Reprint every entry, character for character.

Supplied information below:

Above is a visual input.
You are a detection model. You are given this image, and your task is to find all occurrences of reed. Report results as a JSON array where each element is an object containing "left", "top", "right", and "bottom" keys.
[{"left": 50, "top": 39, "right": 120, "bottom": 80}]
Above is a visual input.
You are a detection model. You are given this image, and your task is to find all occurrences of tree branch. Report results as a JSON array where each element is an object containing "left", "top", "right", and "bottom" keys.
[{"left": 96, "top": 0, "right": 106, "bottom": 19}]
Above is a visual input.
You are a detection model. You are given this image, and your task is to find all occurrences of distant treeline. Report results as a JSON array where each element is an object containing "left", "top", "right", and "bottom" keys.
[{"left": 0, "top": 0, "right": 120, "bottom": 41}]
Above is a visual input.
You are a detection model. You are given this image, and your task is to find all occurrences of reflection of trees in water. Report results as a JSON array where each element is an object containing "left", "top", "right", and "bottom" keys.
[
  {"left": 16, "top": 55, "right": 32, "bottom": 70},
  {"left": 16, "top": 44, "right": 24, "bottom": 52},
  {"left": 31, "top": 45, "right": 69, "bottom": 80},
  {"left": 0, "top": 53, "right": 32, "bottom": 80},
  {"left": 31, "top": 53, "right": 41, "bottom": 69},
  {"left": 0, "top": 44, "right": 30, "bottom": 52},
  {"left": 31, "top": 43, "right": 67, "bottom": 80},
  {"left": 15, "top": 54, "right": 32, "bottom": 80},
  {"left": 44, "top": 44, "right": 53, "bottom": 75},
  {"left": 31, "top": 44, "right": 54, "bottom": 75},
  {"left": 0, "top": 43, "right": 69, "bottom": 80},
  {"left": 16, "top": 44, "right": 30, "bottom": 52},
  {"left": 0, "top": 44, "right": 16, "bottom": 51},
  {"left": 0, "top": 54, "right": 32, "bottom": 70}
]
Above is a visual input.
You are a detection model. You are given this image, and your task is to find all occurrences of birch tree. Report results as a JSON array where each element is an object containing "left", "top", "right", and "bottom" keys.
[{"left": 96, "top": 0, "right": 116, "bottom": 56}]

End of Supplied information.

- **Result**
Above is a visual input.
You are a detection model. You are given this image, and your task is to find all occurrences of reed. Report results as a JSON array where each element is an object containing "left", "top", "right", and "bottom" keys.
[{"left": 50, "top": 39, "right": 120, "bottom": 80}]
Above is a visual input.
You are a detection model. You are given this image, and your task is to find all occurrences of tree branch. Report results as a JSON array where each element is an object containing "left", "top", "right", and "bottom" keys.
[{"left": 96, "top": 0, "right": 106, "bottom": 19}]
Above is a visual input.
You are a detection model. You are given this image, and your task is to find all occurrences of distant treeline. Report results as a JSON array where each element is an object containing "left", "top", "right", and "bottom" keys.
[{"left": 0, "top": 0, "right": 120, "bottom": 41}]
Above is a visual input.
You are a detection model. You are given this image, and your task is to find all occurrences of reflection of trees in water. Report results as a JSON array where each element is an object containing "left", "top", "right", and "bottom" keys.
[
  {"left": 16, "top": 55, "right": 32, "bottom": 70},
  {"left": 16, "top": 44, "right": 24, "bottom": 52},
  {"left": 31, "top": 45, "right": 69, "bottom": 80},
  {"left": 0, "top": 53, "right": 32, "bottom": 80},
  {"left": 31, "top": 53, "right": 41, "bottom": 69},
  {"left": 0, "top": 44, "right": 30, "bottom": 52},
  {"left": 31, "top": 43, "right": 67, "bottom": 80},
  {"left": 15, "top": 54, "right": 32, "bottom": 80},
  {"left": 44, "top": 44, "right": 53, "bottom": 75},
  {"left": 31, "top": 44, "right": 54, "bottom": 75},
  {"left": 0, "top": 43, "right": 69, "bottom": 80},
  {"left": 16, "top": 44, "right": 30, "bottom": 52},
  {"left": 0, "top": 44, "right": 16, "bottom": 51},
  {"left": 0, "top": 54, "right": 32, "bottom": 70}
]
Above is a visual input.
You are a detection model. You are given this image, and your task is to find all occurrences of birch tree. Report results as a JSON array where each element is an object containing "left", "top", "right", and "bottom" keys.
[{"left": 96, "top": 0, "right": 116, "bottom": 56}]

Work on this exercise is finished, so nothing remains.